Description of the task: Print every entry exactly as written.

Data section:
☆ ☆ ☆

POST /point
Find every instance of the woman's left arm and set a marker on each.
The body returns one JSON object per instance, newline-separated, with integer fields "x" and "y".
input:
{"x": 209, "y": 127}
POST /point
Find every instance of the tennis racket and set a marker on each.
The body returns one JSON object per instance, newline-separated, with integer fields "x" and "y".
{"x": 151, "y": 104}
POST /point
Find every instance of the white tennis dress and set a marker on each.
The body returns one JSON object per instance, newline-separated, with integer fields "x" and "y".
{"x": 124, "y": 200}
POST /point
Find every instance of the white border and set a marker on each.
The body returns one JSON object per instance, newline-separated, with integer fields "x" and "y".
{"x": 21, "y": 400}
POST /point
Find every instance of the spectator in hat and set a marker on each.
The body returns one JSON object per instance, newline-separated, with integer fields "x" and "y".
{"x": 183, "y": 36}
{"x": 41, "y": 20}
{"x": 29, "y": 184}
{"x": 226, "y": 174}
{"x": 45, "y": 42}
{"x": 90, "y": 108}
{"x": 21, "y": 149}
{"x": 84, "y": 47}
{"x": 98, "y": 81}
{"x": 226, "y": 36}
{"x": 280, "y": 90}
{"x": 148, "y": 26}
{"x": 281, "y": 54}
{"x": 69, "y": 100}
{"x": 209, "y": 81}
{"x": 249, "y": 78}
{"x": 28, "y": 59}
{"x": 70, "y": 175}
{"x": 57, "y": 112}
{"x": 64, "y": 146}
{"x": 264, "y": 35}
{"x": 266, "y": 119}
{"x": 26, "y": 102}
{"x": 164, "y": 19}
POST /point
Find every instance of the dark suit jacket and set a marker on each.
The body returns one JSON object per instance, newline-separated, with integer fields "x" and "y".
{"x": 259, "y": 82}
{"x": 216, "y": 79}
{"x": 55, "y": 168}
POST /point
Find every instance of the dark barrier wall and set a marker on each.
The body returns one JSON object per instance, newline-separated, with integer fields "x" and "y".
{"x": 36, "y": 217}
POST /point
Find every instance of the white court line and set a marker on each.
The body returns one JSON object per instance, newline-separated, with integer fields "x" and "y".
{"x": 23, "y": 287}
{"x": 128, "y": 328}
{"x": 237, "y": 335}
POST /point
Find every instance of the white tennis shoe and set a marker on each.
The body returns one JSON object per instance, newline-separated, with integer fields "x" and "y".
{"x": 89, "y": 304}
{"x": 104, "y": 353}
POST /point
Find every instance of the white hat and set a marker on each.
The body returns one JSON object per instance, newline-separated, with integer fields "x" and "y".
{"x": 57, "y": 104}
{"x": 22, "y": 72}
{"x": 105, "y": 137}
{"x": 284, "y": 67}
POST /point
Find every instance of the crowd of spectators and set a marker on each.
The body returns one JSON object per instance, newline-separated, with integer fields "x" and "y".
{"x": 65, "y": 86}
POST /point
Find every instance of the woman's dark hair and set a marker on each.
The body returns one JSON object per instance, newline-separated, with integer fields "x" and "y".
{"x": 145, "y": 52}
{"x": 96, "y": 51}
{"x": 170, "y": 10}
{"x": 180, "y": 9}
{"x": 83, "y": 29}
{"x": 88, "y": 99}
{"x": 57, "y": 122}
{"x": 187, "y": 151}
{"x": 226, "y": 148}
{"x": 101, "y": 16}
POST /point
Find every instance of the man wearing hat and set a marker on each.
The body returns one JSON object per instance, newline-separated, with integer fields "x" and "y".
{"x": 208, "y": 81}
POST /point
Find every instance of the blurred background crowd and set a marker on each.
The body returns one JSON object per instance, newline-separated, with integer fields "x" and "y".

☆ ☆ ☆

Exercise answer:
POST /point
Find every instance of the woman's left arm and set a marker on each.
The body returns one JSON object per instance, newline-separated, with integer fields "x" and "y".
input:
{"x": 209, "y": 127}
POST /point
Find every instance of the tennis racket and set a marker on each.
The body returns one JSON object per instance, newline-separated, with integer fields "x" and "y".
{"x": 151, "y": 104}
POST /point
Find every instance of the white tennis dress and set a marker on each.
The body returns one JSON object per instance, newline-separated, with integer fields "x" and "y".
{"x": 124, "y": 200}
POST /point
Find every instance of the white border and set a marker on each.
The body returns one JSON object per instance, newline-separated, with integer fields "x" and "y".
{"x": 21, "y": 400}
POST /point
Find every instance of the spectator in hat and set a marker on each.
The body returns one JSON object per instance, newline-separated, with integer fields "x" and "y".
{"x": 183, "y": 36}
{"x": 41, "y": 20}
{"x": 29, "y": 184}
{"x": 226, "y": 174}
{"x": 45, "y": 42}
{"x": 90, "y": 108}
{"x": 21, "y": 149}
{"x": 84, "y": 47}
{"x": 98, "y": 81}
{"x": 226, "y": 36}
{"x": 280, "y": 90}
{"x": 148, "y": 26}
{"x": 281, "y": 54}
{"x": 69, "y": 100}
{"x": 209, "y": 81}
{"x": 249, "y": 78}
{"x": 28, "y": 59}
{"x": 70, "y": 175}
{"x": 57, "y": 112}
{"x": 64, "y": 146}
{"x": 264, "y": 35}
{"x": 266, "y": 119}
{"x": 26, "y": 102}
{"x": 164, "y": 19}
POST /point
Find every instance of the dark suit jacket and set a marker on each.
The body returns one JSON object per instance, newline-separated, with integer fields "x" and "y".
{"x": 259, "y": 82}
{"x": 216, "y": 79}
{"x": 55, "y": 168}
POST /point
Find every instance of the dark barrier wall and set a marker on each.
The body returns one JSON object per instance, newline-separated, with integer fields "x" and "y".
{"x": 36, "y": 217}
POST /point
Find every instance of the white court line and set a marker on each.
The body returns one JSON object per instance, newline-separated, with integer fields "x" and "y".
{"x": 23, "y": 287}
{"x": 128, "y": 328}
{"x": 237, "y": 335}
POST /point
Find every instance of the white tennis shoe and set a marker on each.
The body returns one JSON object per instance, newline-separated, with integer fields "x" and "y".
{"x": 89, "y": 304}
{"x": 104, "y": 353}
POST /point
Find every instance of the white hat and set a marker on each.
The body returns one JSON object per instance, newline-separated, with integer fields "x" and "y".
{"x": 57, "y": 104}
{"x": 22, "y": 72}
{"x": 105, "y": 137}
{"x": 284, "y": 67}
POST /point
Find every instance of the crowd of spectators and set a marker on each.
The body returns one JSON object per instance, newline-separated, with integer fields "x" and "y".
{"x": 65, "y": 86}
POST /point
Find every instance of the woman's dark hair and set a marker on each.
The body returns one JSON object per instance, newline-separated, with integer fields "x" and "y".
{"x": 145, "y": 52}
{"x": 96, "y": 51}
{"x": 170, "y": 10}
{"x": 180, "y": 9}
{"x": 83, "y": 29}
{"x": 88, "y": 99}
{"x": 57, "y": 122}
{"x": 187, "y": 151}
{"x": 226, "y": 148}
{"x": 101, "y": 16}
POST /point
Find every instance of the man wearing hat and set a marker on each.
The body returns one JSON object per instance, newline-separated, with integer fields "x" and "y".
{"x": 208, "y": 81}
POST /point
Find every instance of the blurred background crowd and set a marker on each.
The body returns one JSON object per instance, newline-separated, with integer fields "x" and "y".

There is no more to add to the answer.